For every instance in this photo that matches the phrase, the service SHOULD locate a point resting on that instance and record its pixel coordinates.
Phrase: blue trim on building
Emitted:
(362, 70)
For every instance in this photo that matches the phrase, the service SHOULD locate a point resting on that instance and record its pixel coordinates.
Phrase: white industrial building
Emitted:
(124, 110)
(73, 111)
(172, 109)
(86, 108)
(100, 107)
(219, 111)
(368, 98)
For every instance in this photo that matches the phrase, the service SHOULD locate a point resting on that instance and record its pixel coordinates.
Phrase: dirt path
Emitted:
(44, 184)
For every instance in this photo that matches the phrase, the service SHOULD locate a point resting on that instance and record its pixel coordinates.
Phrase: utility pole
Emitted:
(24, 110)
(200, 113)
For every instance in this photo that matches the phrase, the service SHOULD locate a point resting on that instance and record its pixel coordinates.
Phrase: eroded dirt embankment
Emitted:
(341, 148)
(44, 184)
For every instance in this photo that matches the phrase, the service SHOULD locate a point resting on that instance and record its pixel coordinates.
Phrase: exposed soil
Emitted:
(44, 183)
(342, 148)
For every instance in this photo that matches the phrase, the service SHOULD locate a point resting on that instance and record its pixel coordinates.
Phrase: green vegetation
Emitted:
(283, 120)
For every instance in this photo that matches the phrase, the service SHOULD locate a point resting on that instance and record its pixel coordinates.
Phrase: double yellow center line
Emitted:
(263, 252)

■ **Written exercise**: Extract each line of the entries above that contains the word "dirt".

■ **Task output**:
Phrase: dirt path
Phrase: eroded dirt embankment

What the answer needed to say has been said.